(Beginning of Text provided)

Antimatter solves many of the problems that arise with today's approach to the problem:
- Identifying sensitive data to redact is challenging, especially if it's embedded in unstructured data (e.g it came from a comment field that customers can type anything into). Antimatter has built in classification.
- Storing metadata that identifies sensitive information within a mixed (semi-structured) dataset doesn't have a good solution today. Antimatter's capsule object format stores this with the data.
- The decisions of what data needs to be redacted, and when, are actually about security policy rather than data science, and often need to be made by completely different stakeholders. Antimatter lets you configure these policies separately.
- The complexity of datamarts increase when you need to respect customer opt-in. It's easy to accidentally use customer data for a purpose that the customer has recently opted-out of because your dataset was materialized before they changed their preferences. Antimatter gives you tools for customer opt-in tracking with real-time effect.
- The number of copies grows when you start respecting data residency. You often have
R x U
copies whereR
is the number of regions andU
is the number of use cases or teams interacting with that data. Data residency policies are simple to express in Antimatter without copying data. - If the data is going to be used in a customer-facing feature, you often need to respect the partitioning of data that the customer controls (e.g. ensuring a customer does not see a report that covers data they are not permitted to see). This requires expression and enforcement of policy that exists in the original operational systems, but in a data science workflow. Antimatter lets you enforce nuanced and dynamic policies without copying the data or writing any enforcement mechanisms.
In summary, Antimatter lets you classify data once, store it with that classification metadata in an encrypted object format, and then read different subsets and transformations of that data from multiple different contexts. It also lets you control the policy around which data can be read when in a manner completely detached from the actual data processing pipeline. It integrates with existing identity providers and customer identity context to allow your policy to easily express topics such as data residency restrictions or customer-controlled data compartmentalization without custom code.

(End of Text provided)

Task requirements -
**1)** Rewrite the part of the Antimatter overview that begins at the words "Antimatter solves many" and stops after "built in classification.", changing "sensitive data" to "confidential data".
**2)** Decide whether each statement agrees with the Antimatter overview, and answer yes or no with the words of the overview that decide it. (a) Antimatter has built-in classification. (b) Expressing data residency policies in Antimatter requires copying data. (c) Antimatter has policy controlled as part of the actual data processing pipeline.
**3)** In the final paragraph of the Antimatter overview, list every action that Antimatter "lets you" do.

(Beginning of Record extracts)

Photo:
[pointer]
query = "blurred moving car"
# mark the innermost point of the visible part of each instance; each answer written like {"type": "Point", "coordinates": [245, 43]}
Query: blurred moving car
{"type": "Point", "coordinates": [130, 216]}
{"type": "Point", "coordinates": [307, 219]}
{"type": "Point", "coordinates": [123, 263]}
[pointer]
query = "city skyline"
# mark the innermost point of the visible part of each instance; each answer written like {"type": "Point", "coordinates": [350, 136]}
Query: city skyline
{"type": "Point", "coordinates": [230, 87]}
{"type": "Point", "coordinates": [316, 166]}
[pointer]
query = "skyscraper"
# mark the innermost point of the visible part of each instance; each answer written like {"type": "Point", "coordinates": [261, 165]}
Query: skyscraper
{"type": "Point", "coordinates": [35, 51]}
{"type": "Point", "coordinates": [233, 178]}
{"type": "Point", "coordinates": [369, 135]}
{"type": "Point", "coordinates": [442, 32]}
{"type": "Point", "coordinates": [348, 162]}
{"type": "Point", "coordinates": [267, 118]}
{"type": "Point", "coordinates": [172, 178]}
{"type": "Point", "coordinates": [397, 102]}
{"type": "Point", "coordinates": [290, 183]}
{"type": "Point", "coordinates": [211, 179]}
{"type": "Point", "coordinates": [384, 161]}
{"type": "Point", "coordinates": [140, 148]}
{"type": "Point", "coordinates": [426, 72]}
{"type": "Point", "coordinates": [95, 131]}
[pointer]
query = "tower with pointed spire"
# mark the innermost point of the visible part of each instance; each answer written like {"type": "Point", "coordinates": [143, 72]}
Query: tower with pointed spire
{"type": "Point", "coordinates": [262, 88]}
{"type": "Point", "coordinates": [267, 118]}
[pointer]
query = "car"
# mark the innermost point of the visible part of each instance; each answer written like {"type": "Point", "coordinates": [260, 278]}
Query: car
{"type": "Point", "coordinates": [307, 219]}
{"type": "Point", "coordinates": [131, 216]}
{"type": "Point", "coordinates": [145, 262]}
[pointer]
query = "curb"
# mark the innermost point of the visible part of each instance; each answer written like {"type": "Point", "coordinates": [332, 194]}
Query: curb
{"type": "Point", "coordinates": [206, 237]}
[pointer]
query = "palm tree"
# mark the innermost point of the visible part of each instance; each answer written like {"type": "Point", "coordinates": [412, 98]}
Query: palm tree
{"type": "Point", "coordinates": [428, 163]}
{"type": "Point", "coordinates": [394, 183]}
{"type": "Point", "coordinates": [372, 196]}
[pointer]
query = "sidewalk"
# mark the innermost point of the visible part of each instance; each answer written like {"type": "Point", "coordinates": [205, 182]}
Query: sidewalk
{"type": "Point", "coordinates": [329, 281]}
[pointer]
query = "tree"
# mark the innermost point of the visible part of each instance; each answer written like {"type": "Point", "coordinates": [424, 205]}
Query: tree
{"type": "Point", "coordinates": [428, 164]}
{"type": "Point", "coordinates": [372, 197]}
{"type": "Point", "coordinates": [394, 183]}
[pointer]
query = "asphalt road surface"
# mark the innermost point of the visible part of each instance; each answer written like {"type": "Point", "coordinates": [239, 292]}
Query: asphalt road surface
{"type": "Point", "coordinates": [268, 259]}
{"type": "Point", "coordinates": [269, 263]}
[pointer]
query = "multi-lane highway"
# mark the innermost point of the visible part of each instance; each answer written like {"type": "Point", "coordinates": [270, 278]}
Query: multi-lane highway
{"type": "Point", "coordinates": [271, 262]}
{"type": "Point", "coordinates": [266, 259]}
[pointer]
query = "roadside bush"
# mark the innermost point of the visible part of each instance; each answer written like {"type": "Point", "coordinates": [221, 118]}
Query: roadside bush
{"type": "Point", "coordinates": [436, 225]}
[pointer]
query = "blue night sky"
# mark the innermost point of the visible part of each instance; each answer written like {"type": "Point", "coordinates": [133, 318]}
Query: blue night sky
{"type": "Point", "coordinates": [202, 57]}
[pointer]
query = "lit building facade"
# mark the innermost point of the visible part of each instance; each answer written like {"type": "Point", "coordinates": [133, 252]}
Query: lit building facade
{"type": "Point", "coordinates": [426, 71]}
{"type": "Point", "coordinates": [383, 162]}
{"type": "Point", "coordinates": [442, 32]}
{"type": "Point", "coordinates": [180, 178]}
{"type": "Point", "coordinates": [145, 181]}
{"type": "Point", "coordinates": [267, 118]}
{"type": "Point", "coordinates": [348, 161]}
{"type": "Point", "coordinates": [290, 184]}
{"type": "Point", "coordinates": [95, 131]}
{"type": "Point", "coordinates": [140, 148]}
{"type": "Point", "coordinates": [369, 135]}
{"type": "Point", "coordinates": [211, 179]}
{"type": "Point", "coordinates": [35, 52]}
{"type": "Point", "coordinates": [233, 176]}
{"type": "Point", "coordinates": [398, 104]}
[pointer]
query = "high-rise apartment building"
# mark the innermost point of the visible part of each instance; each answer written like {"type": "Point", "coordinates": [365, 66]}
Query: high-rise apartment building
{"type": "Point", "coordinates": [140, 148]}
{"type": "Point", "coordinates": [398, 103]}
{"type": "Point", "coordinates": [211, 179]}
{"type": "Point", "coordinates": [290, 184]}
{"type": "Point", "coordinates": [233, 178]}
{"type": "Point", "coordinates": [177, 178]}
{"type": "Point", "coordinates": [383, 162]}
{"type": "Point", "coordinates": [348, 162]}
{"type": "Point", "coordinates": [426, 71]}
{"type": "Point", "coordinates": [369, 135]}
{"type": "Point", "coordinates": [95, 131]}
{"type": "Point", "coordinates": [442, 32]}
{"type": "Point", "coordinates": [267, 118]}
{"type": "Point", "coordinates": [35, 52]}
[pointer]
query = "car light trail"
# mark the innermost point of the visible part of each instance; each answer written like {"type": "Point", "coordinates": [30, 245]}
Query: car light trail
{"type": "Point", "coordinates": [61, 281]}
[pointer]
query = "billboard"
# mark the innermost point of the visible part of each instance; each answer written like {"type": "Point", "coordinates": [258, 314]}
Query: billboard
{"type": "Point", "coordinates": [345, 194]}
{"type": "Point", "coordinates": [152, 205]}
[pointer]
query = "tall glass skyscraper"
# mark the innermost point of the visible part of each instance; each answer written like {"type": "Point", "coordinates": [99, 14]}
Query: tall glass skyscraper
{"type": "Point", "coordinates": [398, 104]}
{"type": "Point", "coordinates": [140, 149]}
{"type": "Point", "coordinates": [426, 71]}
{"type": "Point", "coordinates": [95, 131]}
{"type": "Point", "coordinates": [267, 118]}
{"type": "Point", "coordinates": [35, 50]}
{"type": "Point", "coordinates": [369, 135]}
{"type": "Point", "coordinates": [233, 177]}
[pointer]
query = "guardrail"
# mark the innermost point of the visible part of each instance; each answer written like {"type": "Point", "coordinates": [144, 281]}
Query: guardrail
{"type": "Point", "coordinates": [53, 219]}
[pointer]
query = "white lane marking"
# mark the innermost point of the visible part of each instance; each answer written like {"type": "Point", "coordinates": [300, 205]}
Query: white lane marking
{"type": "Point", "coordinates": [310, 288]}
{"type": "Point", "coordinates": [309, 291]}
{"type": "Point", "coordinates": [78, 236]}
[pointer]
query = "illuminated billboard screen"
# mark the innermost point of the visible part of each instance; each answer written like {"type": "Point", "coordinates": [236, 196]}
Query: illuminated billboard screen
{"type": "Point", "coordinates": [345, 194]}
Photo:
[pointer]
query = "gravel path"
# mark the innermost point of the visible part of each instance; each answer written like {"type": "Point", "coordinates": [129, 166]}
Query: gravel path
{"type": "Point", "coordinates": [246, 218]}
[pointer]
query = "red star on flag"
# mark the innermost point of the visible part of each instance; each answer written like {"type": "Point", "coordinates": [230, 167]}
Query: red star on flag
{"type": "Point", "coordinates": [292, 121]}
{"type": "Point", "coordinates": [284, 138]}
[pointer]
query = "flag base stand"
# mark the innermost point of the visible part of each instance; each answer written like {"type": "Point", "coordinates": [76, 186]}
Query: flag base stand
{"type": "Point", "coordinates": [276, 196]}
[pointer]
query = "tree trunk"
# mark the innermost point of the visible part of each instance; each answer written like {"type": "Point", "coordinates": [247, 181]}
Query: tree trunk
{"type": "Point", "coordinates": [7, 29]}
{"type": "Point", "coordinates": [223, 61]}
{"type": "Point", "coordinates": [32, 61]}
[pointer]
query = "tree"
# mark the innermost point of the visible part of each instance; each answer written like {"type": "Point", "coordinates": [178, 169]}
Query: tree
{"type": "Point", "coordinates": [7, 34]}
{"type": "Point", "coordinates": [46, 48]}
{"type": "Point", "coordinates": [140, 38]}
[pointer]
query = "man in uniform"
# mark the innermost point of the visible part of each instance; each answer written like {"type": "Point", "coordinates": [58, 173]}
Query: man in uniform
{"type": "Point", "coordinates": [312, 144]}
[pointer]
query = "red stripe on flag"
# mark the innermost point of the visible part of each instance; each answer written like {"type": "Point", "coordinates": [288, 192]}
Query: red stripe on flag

(End of Record extracts)

Results for each task -
**1)**
Antimatter solves many of the problems that arise with today's approach to the problem:
- Identifying confidential data to redact is challenging, especially if it's embedded in unstructured data (e.g it came from a comment field that customers can type anything into). Antimatter has built in classification.

**2)**
(a) Yes: "Antimatter has built in classification."
(b) No: "Data residency policies are simple to express in Antimatter without copying data."
(c) No: "in a manner completely detached from the actual data processing pipeline"

**3)**
- classify data once
- store it with that classification metadata in an encrypted object format
- read different subsets and transformations of that data from multiple different contexts
- control the policy around which data can be read when